[Records]
"""
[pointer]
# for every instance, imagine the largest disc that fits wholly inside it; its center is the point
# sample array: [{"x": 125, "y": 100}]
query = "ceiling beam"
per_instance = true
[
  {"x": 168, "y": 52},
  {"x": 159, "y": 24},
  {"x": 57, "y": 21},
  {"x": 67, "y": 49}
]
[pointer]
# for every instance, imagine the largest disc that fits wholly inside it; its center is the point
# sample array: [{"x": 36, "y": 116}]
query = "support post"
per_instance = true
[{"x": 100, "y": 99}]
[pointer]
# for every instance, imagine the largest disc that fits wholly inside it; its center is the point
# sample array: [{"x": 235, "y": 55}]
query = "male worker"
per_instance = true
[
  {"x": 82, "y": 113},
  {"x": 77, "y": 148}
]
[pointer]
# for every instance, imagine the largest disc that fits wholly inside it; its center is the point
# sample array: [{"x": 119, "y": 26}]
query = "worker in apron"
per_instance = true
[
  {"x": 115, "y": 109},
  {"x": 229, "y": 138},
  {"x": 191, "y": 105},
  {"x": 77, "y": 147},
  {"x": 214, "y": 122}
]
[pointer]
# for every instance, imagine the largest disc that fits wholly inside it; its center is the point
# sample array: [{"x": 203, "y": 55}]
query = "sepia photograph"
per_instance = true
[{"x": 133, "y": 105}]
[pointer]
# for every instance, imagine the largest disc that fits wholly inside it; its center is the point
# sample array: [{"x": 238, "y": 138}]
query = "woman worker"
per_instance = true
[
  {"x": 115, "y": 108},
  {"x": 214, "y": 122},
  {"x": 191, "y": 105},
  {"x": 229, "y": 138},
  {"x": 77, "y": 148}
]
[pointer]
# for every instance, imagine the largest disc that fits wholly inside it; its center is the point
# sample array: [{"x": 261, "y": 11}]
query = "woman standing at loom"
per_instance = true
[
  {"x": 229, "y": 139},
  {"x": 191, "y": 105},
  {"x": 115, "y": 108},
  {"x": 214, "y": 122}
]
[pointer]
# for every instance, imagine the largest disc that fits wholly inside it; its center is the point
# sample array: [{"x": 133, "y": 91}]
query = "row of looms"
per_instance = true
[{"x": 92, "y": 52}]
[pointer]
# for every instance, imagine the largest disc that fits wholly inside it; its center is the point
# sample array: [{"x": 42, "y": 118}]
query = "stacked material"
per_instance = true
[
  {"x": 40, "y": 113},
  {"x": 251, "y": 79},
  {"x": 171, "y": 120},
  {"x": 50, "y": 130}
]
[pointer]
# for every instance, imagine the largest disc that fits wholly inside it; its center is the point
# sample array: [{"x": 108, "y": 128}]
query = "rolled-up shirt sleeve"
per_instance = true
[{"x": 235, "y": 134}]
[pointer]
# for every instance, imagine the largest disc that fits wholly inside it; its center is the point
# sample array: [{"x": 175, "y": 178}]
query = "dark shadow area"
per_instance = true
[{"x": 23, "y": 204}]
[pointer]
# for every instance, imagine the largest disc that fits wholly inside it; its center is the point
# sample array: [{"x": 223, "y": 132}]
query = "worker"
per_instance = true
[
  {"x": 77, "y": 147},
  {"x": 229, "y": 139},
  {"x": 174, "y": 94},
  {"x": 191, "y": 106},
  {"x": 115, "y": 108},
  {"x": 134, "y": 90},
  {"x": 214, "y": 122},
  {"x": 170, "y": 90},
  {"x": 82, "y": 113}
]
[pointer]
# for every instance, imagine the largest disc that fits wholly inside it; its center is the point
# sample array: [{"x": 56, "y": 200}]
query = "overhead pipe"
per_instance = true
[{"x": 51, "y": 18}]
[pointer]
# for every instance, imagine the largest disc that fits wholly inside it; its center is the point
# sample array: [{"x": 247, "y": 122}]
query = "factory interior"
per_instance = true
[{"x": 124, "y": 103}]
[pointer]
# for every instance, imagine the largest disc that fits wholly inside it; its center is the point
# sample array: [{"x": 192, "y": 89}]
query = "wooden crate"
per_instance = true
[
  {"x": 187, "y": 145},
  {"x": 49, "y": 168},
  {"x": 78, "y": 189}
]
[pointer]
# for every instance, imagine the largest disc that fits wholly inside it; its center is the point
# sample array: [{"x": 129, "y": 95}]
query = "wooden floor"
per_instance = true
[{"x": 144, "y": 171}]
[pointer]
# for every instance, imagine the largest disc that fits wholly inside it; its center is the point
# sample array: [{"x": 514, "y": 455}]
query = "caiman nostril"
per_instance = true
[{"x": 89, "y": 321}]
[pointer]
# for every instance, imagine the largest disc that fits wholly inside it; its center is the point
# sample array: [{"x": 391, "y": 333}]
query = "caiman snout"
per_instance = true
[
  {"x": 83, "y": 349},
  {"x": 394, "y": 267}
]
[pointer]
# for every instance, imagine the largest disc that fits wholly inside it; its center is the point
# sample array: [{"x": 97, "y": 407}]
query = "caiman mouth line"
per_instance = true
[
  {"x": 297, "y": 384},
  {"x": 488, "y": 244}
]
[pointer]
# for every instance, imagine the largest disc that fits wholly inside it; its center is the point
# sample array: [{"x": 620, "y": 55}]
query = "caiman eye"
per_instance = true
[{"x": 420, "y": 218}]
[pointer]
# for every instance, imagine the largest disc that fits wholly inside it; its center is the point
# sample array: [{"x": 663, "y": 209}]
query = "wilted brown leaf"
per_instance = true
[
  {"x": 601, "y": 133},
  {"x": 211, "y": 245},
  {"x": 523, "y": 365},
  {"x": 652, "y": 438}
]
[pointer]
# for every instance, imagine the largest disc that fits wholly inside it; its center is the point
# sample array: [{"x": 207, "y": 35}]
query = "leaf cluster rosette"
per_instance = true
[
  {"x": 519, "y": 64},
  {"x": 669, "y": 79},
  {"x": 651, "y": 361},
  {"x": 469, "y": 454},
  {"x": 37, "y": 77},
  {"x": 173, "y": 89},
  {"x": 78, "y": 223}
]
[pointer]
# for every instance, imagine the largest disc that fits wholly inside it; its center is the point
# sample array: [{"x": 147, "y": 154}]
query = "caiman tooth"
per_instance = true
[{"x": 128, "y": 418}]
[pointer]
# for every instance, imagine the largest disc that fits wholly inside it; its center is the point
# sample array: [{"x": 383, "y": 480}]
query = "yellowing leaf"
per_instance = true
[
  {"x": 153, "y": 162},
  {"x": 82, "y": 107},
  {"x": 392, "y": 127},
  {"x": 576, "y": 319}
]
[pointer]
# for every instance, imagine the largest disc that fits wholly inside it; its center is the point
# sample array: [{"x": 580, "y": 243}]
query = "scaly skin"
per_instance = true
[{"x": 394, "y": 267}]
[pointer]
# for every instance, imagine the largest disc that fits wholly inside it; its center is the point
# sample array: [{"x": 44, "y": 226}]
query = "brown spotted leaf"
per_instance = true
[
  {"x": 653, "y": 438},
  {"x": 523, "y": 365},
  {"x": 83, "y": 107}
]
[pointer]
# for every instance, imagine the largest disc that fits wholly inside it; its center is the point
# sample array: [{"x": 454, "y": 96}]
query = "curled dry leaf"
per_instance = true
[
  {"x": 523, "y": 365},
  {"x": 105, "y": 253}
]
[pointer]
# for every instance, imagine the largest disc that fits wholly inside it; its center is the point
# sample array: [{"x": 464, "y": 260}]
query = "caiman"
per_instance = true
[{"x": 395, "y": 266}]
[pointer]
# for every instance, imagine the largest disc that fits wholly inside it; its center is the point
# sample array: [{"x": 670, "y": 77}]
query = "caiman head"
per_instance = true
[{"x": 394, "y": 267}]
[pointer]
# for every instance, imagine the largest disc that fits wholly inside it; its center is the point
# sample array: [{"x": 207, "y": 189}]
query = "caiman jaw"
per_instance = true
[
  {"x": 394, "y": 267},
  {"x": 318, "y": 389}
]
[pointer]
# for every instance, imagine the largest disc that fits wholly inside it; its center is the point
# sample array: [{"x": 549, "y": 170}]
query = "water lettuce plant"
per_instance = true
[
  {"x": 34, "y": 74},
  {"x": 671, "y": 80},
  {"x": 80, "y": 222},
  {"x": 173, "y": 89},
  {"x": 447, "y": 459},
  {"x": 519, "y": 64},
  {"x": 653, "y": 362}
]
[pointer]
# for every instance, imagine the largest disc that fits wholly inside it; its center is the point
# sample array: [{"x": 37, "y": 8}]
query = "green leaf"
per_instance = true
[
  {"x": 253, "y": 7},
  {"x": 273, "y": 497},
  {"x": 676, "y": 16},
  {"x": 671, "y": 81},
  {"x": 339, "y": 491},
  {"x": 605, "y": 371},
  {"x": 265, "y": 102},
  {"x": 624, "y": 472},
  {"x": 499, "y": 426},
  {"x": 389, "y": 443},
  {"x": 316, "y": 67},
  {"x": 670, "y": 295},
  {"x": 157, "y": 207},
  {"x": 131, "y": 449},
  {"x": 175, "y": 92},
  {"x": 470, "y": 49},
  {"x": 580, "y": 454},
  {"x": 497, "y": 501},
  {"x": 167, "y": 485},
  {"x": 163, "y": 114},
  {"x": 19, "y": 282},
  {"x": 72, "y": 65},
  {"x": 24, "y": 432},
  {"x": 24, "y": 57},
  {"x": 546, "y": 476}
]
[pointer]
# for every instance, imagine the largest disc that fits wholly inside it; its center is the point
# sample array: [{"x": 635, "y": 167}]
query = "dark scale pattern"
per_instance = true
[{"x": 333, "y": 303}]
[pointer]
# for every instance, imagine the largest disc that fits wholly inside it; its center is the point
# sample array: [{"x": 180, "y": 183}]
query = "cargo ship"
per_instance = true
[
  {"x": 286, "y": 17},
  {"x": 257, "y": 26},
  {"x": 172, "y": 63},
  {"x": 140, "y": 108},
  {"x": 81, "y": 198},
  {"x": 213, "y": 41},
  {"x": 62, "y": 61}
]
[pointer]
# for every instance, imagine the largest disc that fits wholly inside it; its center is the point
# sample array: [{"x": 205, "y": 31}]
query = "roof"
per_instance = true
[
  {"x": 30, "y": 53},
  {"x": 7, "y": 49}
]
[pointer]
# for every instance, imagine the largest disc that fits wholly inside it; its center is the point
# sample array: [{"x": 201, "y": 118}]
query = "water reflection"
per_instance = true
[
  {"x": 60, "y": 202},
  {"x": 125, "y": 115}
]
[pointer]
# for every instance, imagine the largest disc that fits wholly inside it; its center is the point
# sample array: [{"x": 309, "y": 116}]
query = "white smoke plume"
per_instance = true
"""
Tally the lines in the material that contain the string "water", with case counting, and give only the number.

### Answer
2